(What the task asks): Please retype every entry as written, and keep the pictures out.

Top of Given data

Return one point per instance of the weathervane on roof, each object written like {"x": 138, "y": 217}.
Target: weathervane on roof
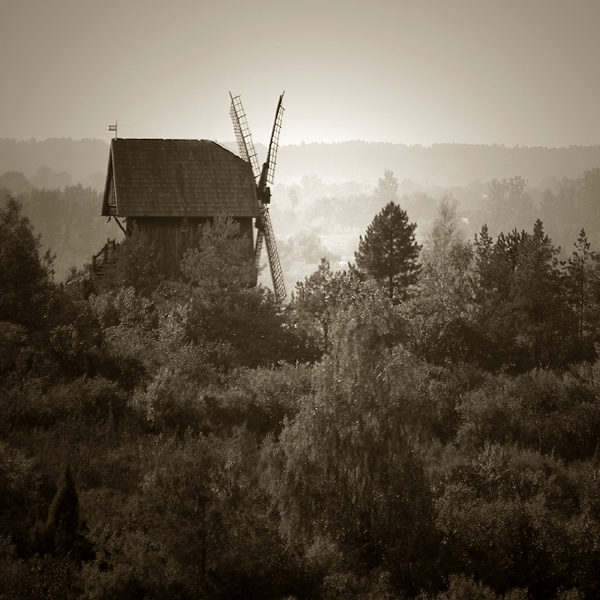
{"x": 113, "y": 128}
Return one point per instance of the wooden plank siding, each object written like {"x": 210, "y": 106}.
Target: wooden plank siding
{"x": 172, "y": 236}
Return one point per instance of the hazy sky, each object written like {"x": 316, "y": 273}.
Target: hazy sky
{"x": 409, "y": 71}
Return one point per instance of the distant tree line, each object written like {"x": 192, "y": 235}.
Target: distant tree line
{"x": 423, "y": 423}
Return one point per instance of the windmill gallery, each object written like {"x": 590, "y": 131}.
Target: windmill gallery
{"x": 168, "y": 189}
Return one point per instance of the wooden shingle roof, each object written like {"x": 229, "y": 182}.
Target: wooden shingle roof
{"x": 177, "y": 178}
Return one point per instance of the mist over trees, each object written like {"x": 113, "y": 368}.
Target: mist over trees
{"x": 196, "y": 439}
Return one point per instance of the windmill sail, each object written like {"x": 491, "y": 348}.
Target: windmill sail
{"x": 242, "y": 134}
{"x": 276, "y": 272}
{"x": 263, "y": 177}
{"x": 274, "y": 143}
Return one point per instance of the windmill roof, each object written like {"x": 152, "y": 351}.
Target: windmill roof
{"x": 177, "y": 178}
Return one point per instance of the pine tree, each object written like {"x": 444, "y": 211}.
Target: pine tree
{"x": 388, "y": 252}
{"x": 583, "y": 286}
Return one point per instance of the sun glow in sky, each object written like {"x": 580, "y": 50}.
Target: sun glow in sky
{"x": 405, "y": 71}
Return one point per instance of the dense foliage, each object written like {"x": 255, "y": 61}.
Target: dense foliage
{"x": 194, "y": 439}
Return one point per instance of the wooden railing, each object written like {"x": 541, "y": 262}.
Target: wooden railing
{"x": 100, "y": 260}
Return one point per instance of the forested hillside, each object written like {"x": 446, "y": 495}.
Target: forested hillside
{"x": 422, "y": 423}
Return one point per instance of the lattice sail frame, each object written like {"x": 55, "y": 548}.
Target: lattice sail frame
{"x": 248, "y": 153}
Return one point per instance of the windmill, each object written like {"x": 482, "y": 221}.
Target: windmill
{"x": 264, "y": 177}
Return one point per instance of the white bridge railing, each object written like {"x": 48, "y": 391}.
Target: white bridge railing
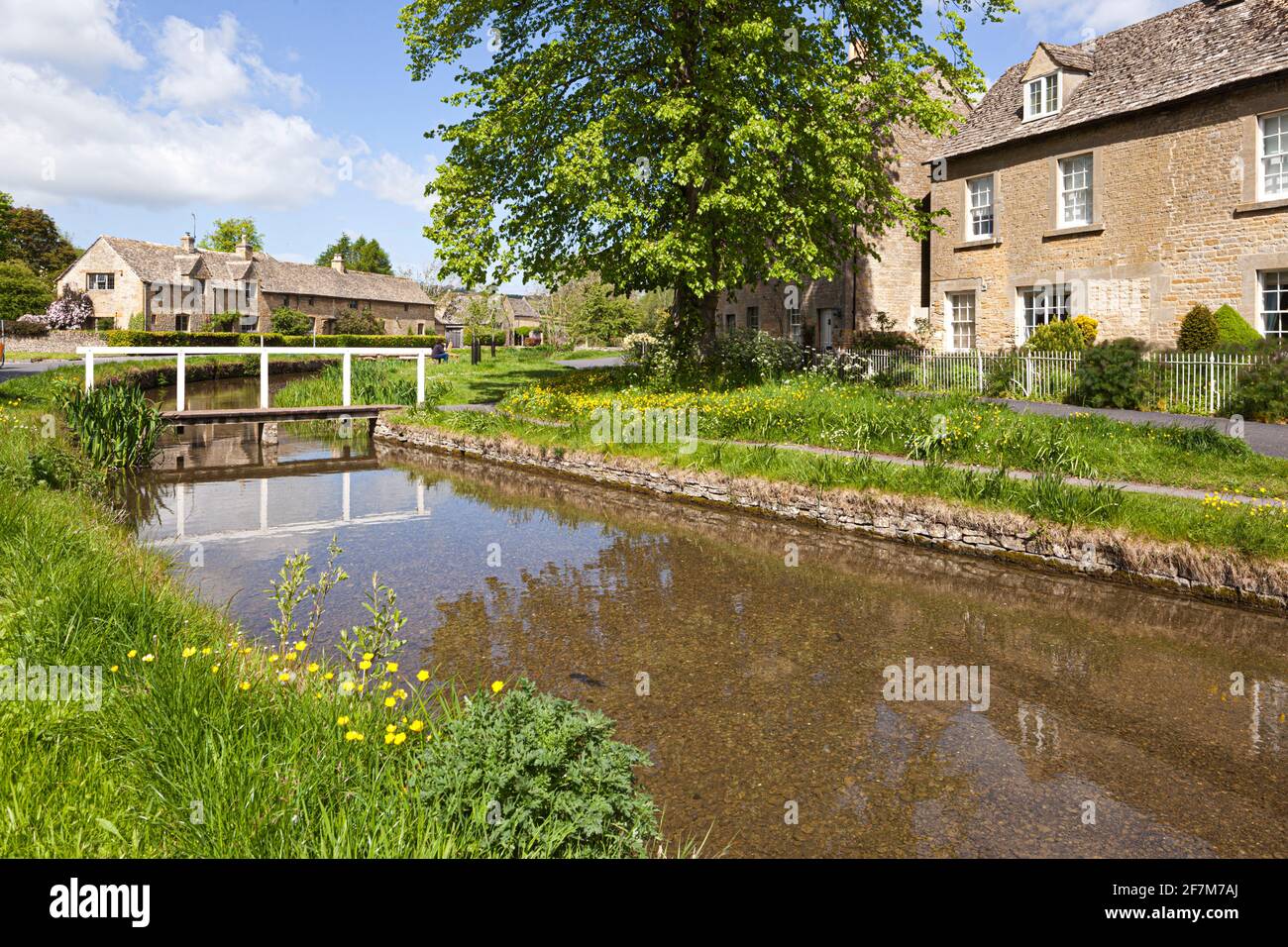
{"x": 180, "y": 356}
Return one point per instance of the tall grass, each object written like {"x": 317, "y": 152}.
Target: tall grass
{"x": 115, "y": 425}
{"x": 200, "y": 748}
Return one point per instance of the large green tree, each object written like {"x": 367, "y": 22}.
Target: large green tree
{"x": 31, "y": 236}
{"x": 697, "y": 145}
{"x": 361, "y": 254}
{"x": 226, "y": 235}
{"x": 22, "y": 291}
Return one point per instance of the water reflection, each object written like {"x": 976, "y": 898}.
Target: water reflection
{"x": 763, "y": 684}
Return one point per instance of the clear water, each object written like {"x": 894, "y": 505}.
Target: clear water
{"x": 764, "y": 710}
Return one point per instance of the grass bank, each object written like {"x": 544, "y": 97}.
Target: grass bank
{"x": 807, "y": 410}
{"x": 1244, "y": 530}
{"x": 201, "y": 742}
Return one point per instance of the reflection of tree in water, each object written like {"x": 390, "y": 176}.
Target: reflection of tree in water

Bottom of Given data

(Response to this exercise):
Return one point per instance of the weathervane on roof, each object written like {"x": 138, "y": 217}.
Target: weathervane on roof
{"x": 113, "y": 128}
Return one point per instance of the wooden plank siding, each object written like {"x": 210, "y": 106}.
Target: wooden plank siding
{"x": 172, "y": 236}
Return one point per instance of the hazy sky, each object written like {"x": 316, "y": 273}.
Target: hazy sky
{"x": 409, "y": 71}
Return one point per instance of the distant tree line, each object written like {"x": 192, "y": 235}.
Target: distant tree line
{"x": 423, "y": 423}
Return one point per instance of the windmill gallery, each object written like {"x": 590, "y": 131}.
Target: windmill gallery
{"x": 168, "y": 189}
Return one point per instance of the wooden shingle roof, each object written like {"x": 229, "y": 182}.
Target: wooden shingle roof
{"x": 177, "y": 178}
Return one point per instance of the mist over trees, each object written like {"x": 113, "y": 368}.
Target: mist over trees
{"x": 196, "y": 439}
Return one point per instance of the windmill sail, each object written like {"x": 491, "y": 348}.
Target: windmill sail
{"x": 242, "y": 134}
{"x": 276, "y": 272}
{"x": 263, "y": 177}
{"x": 274, "y": 143}
Return one point per instance of the windmill roof, each object written like {"x": 152, "y": 351}.
Target: windmill roof
{"x": 177, "y": 178}
Return one point per instance of the pine tree, each object written like {"x": 444, "y": 211}.
Target: pine tree
{"x": 388, "y": 252}
{"x": 583, "y": 286}
Return one point per instance of the sun glow in sky, each object written like {"x": 580, "y": 50}.
Target: sun glow in sky
{"x": 405, "y": 71}
Return one point per instance of the dense foliage, each object written like {"x": 255, "y": 61}.
Target: dense foliage
{"x": 194, "y": 439}
Return one point per instance of the wooden railing, each object written like {"x": 541, "y": 262}.
Target: wooden railing
{"x": 100, "y": 260}
Return one point per instance of the forested hillside, each object written like {"x": 446, "y": 495}.
Target: forested hillside
{"x": 422, "y": 423}
Return one point per instance of the lattice sail frame, each object written like {"x": 55, "y": 548}.
Target: lattice sail frame
{"x": 248, "y": 153}
Return one point per instance of the windmill, each object written like {"x": 482, "y": 221}.
Target: windmill
{"x": 264, "y": 177}
Return one point per instance of the white bridge railing, each object written like {"x": 48, "y": 391}.
Target: white bridge railing
{"x": 180, "y": 356}
Return one point per instance of the tall grass, each object written like {"x": 317, "y": 152}.
Target: tall grass
{"x": 115, "y": 425}
{"x": 200, "y": 748}
Return one point per instance of the large green tree, each object written like {"x": 367, "y": 22}.
Target: large green tree
{"x": 31, "y": 236}
{"x": 697, "y": 145}
{"x": 361, "y": 254}
{"x": 226, "y": 235}
{"x": 22, "y": 291}
Return one point per instance of the water reflection, each object written like {"x": 976, "y": 898}.
Target: water reflection
{"x": 763, "y": 684}
Return one point per instance of the clear water, each object written like {"x": 894, "y": 505}.
Target: clear water
{"x": 764, "y": 710}
Return one point per instance of the grass bank, each object written like {"x": 544, "y": 97}.
Target: grass bank
{"x": 807, "y": 410}
{"x": 1244, "y": 530}
{"x": 201, "y": 742}
Return one point per instance of the reflection of tree in water, each object written like {"x": 390, "y": 176}.
Target: reflection of tree in water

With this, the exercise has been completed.